----- Bronfragment -----

Kunst und Religion zou opgevat kunnen worden als Stirners uiterst venijnige kritiek op Bruno Bauers: Hegel’s Lehre von der Religion und Kunst (1842). Daarin werd Hegels driedeling kunst-religie-filosofie omgegooid en de kunst in nauw verband gebracht met de filosofie. In de kunst werd de religie immers ontmaskerd als “vervreemding” waardoor de kunst volgens Bauer beschouwd moest worden als een fase in de opheffing van de “vervreemding”.[1] Stirner daarentegen, behandelde de kunst opnieuw in nauwe samenhang met de religie. Daardoor radicaliseerde — en ridiculiseerde — hij Bauers kritiek van de religie tot die uiteindelijk ook het hegelianisme en Bauer zélf behelsde. Toch is deze tekst ook los van zijn ideeënhistorische context uiterst helder en lezenswaardig.

-----

■ Opdracht 1 ■
Waarom moest de kunst volgens Bauer, zoals het bronfragment over Stirners Kunst und Religion uitlegt, worden gezien als een fase in de opheffing van de “vervreemding”? Antwoord in één tot drie zinnen.
■ Opdracht 2 ■
Vervolg de tekst over Stirners Kunst und Religion na de laatste zin van het bronfragment.

----- Verstrekte gegevens -----

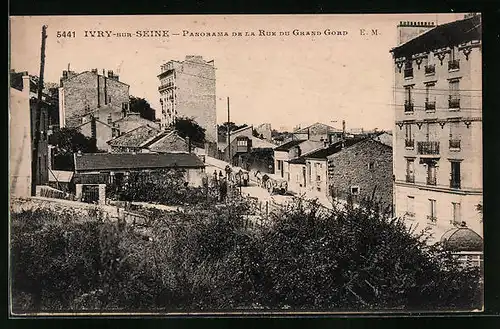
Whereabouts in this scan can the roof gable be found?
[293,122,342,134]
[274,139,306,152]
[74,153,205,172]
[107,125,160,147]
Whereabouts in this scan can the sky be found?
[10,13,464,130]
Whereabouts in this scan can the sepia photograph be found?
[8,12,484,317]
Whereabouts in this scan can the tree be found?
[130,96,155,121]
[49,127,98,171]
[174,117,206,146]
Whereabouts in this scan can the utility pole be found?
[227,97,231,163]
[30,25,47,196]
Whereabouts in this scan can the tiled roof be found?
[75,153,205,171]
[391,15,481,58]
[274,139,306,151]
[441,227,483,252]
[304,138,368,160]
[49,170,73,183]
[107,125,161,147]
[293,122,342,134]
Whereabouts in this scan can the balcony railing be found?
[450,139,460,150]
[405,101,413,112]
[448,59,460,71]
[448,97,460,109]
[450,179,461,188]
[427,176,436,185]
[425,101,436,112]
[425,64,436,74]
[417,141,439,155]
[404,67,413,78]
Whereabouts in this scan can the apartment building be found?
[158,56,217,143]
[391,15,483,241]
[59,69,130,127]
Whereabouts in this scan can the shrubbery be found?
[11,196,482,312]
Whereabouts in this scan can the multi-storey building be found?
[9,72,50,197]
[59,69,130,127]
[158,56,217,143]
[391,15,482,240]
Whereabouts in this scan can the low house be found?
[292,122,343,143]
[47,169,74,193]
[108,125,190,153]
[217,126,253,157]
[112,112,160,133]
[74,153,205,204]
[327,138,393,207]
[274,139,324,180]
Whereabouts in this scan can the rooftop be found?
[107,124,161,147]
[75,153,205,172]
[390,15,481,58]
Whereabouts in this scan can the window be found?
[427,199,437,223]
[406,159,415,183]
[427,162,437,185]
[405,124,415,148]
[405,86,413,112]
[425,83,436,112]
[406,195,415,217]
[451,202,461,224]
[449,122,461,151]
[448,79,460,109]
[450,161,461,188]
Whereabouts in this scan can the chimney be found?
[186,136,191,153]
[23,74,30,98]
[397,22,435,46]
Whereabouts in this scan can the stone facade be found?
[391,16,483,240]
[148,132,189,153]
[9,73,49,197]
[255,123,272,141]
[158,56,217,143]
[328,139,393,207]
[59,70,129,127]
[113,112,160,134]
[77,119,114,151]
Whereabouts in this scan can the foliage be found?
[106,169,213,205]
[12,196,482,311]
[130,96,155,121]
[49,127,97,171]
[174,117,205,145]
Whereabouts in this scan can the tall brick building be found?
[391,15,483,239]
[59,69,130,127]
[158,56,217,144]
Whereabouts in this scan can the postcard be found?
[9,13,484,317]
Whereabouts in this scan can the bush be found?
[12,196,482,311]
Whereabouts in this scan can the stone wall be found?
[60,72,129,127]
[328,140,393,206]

-----
----- Verstrekte gegevens -----

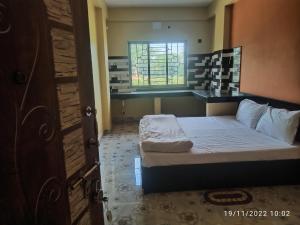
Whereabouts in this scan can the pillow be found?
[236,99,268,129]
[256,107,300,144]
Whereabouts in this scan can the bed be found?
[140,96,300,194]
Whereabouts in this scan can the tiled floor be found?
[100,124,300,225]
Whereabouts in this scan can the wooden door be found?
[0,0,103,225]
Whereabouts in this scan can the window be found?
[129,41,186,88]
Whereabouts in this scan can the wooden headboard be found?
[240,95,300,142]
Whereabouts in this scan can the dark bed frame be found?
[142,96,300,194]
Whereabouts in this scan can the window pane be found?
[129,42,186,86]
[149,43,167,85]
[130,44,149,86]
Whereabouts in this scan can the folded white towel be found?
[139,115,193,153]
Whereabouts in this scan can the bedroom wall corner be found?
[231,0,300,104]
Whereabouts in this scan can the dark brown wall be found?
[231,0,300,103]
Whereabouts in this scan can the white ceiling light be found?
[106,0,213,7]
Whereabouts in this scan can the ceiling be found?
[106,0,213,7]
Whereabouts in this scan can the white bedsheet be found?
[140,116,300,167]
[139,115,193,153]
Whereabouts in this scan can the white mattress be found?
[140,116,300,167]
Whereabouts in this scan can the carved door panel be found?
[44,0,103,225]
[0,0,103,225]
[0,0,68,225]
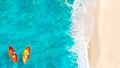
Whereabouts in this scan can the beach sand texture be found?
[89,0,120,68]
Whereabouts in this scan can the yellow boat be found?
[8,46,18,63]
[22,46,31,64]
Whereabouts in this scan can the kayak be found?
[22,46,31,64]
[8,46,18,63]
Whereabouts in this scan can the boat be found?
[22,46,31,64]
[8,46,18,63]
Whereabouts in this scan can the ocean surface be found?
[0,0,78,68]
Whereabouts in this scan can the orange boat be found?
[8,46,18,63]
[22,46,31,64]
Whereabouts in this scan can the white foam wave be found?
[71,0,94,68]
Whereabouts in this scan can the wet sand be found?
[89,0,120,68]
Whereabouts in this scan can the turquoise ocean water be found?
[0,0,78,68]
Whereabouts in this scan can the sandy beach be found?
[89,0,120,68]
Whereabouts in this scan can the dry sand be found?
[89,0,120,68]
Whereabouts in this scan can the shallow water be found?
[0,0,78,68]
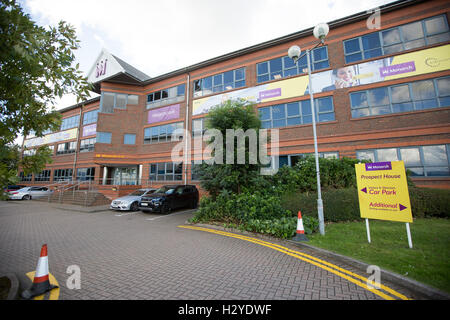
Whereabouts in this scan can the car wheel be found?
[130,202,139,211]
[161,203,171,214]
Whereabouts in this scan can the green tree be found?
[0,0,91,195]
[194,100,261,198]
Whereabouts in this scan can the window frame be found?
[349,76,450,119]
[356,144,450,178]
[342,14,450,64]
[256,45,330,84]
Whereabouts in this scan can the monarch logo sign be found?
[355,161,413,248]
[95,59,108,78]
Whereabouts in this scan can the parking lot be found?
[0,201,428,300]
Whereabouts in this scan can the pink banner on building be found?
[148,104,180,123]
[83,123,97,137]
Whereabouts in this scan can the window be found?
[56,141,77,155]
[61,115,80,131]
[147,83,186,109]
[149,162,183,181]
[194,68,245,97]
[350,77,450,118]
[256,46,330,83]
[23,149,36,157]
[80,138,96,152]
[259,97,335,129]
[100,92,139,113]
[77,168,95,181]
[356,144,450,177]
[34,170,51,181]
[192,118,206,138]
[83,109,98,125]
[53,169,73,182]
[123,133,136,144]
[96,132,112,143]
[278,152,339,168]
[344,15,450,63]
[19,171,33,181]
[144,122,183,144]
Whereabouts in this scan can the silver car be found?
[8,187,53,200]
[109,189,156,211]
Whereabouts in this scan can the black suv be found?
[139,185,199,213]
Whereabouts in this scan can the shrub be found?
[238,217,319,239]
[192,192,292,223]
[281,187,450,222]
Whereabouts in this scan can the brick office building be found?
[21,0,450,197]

-----
----- Verstrekte gegevens -----

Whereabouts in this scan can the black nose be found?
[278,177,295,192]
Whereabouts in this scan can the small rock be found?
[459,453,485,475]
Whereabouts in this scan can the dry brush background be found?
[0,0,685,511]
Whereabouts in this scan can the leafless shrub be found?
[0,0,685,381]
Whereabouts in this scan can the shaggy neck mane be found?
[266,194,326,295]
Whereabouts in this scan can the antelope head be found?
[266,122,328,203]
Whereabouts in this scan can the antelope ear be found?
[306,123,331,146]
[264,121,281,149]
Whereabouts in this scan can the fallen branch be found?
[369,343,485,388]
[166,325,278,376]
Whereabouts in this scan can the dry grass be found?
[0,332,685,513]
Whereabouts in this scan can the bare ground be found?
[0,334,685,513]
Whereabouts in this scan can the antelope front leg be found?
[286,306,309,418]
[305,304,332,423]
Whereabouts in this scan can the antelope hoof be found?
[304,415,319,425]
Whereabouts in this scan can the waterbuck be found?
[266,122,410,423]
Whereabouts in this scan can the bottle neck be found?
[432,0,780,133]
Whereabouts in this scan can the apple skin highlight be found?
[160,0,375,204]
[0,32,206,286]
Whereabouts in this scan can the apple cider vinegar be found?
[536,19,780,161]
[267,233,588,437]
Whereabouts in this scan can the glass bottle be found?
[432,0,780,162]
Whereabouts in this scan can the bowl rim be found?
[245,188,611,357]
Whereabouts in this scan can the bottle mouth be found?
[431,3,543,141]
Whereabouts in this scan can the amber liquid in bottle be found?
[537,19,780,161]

-----

■ Antwoord 1 ■
Volgens Bauer werd de religie in de kunst ontmaskerd als “vervreemding”. Daarom moest de kunst worden beschouwd als een fase in de opheffing van die “vervreemding”.

■ Antwoord 2 ■
Zo gaat ze indirect in op het cyclische verloop van de kunst en dus op de wijze waarop ze markten openbreekt en opnieuw insluit. Bovendien problematiseert ze de mogelijkheid van de kunst om te breken met het paradigma van de “voorstelling”. Toch proberen we Stirner daarmee allerminst een plaats te geven binnen de genealogie (nà Hegel en vóór Nietzsche) van de “kunstfilosofie”. Binnen de kunstfilosofie staat het onderzoeksobject immers nooit ter discussie, wordt er doorheen onderzoek en contemplatie uiteindelijk alleen maar meer legitimiteit aan verleend, wordt de kunst als het ware productief gemaakt. Kortom, geflankeerd door de kunstfilosofie laat de kunst zich moeiteloos inschrijven in Richard Florida’s notie van de “creatieve economie”.[2] De kunstenaar en kunstfilosoof als leden van een zogenaamde “creatieve klasse” die doorheen een “bohemische index” (het aandeel van “creatievelingen” in de beroepsbevolking) zorgvuldig in kaart gebracht wordt en vervolgens het onderwerp uitmaakt van stedelijke beleids- en actieplannen. De kunstenaar en kunstfilosoof voorzien “de creatieve economie” keer op keer van nieuwe actievelden van waaruit de voortschrijdende commodificering overschouwd kan worden. Kortom, de kunstenaar en kunstfilosoof leveren, net als de moderne manager met zijn “creatief” organisatie- en commando-talent: “innovatieve arbeid”.
Indien de kunstfilosofie het actieterrein en de afzetmarkten van de kunst helpt uitdiepen of verbreden, dan is de kritiek van de kunst niet zozeer een kritiek van de kunst, maar probeert ze als het ware buiten de kunst te treden, zich te onttrekken aan de almacht van de kunst. Op gelijkaardige wijze probeerde Stirner zich in Kunst und Religion aan de almacht van de (hegeliaanse) filosofie te onttrekken.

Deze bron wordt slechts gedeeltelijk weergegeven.